(Source document)
------------------------------------
Sequence Points and Method Chaining reloaded

Question

I've read this:

• Undefined behavior and sequence points
• Undefined behavior and sequence points reloaded
• Sequence Points and Method Chaining
• GCC bug? Chaining methods, broken sequence point

...but I'm still not sure how this should behave:

int should_be_zero
    = stream.seek(4).read_integer()
    - stream.seek(4).read_integer();

Stream::seek() returns *this and seek/read_integer() respectively call fseek/fread on some FILE*.

This should return 0 like this:

1. stream.seek(4)
2. stream.read_integer() (at position 4, returns X, stream position advanced to 8)
3. stream.seek(4)
4. stream.read_integer() (at position 4, returns Y == X)
5. X - Y == 0

This worked well for me on gcc, MinGW and MinGW-w64. But when I decided to extend compiler support for MSVC, I discovered that this doesn't work anymore and returns garbage values. Here's what actually happens on MSVC:

1. stream.seek(4)
2. stream.seek(4) (again)
3. stream.read_integer() (at position 4, returns X, stream position advanced to 8)
4. stream.read_integer() (at position 8, returns Y != X)
5. X - Y != 0

Is such execution order well defined? If not, how can I protect myself against shooting myself in the foot like this in the future?

(Wrapping the calls with brackets doesn't seem to do anything.)

Answer 1

The internal order of execution within an expression is not defined. Only the obvious behavior of operator precedence is defined.

So, in this case, the compiler is obliged to call stream.seek(4) twice [unless the compiler figures out that it's "the same result either way"] and stream.read_integer() twice. But the order of those calls is undetermined (or whatever the term is in the C++ standard) - in other words, the compiler can order those four calls any way it likes.

Your code would be even more risky if you did something like:

 int x
    = stream.seek(4).read_integer()
    - stream.read_integer();  

since it's not well defined which of the two reads happen in which order now - it could call the second read_integer first (at offset 0) or after the seek and read at offset 8. Nobody knows which, and the compiler may even re-arrange them if you make subtle changes to the code (e.g. it decides to do things in a diffferent order because you added another variable that uses another register -> re-arrange code to use registers better...)

The solution is to introduce intermediate variables:

int a = stream.seek(4).read_integer();
int b = stream.seek(4).read_integer();

int should_be_zero = a - b; // Or b - a, if that's what you want... :)

This should be done in every piece of code where the order of execution is important for the correctness of the code - and bear in mind that "side-effects" (such as reading input, writing output, modifying state) are definitely dependent on order of execution.

Answer 2

It seems like this behaviour is allowed:

1.9/15
Except where noted, evaluations of operands of individual operators and of subexpressions of individual expressions are unsequenced. [ Note: In an expression that is evaluated more than once during the execution of a program, unsequenced and indeterminately sequenced evaluations of its subexpressions need not be performed consistently in different evaluations. —end note ] The value computations of the operands of an operator are sequenced before the value computation of the result of the operator.
[...]
When calling a function (whether or not the function is inline), every value computation and side effect associated with any argument expression, or with the postfix expression designating the called function, is sequenced before execution of every expression or statement in the body of the called function. [ Note: Value computations and side effects associated with different argument expressions are unsequenced. —end note ]

Unsequenced means "evaluation of left hand side and right hand side can be interleaved" like "evaluate part of left expression, evaluate right expression, evaluate rest of left expression"
------------------------------------
(Material provided)
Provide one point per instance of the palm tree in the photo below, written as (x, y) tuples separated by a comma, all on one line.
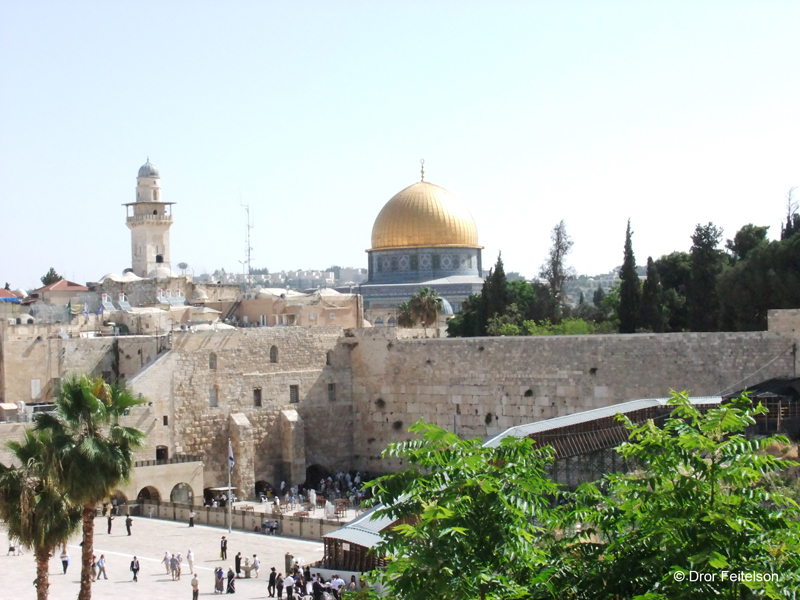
------------------------------------
(Task requirements)
Decide whether each statement below agrees with the thread on sequence points and method chaining. Answer yes or no for each, and quote the words of the thread that decide it.
1. When the code ran on MSVC, the second call to read_integer() read from position 8.
2. Wrapping the calls in brackets fixed the order of execution.
3. The first answer recommends intermediate variables as the solution.

(Response to this exercise)
1. Yes: "stream.read_integer() (at position 8, returns Y != X)"
2. No: "(Wrapping the calls with brackets doesn't seem to do anything.)"
3. Yes: "The solution is to introduce intermediate variables"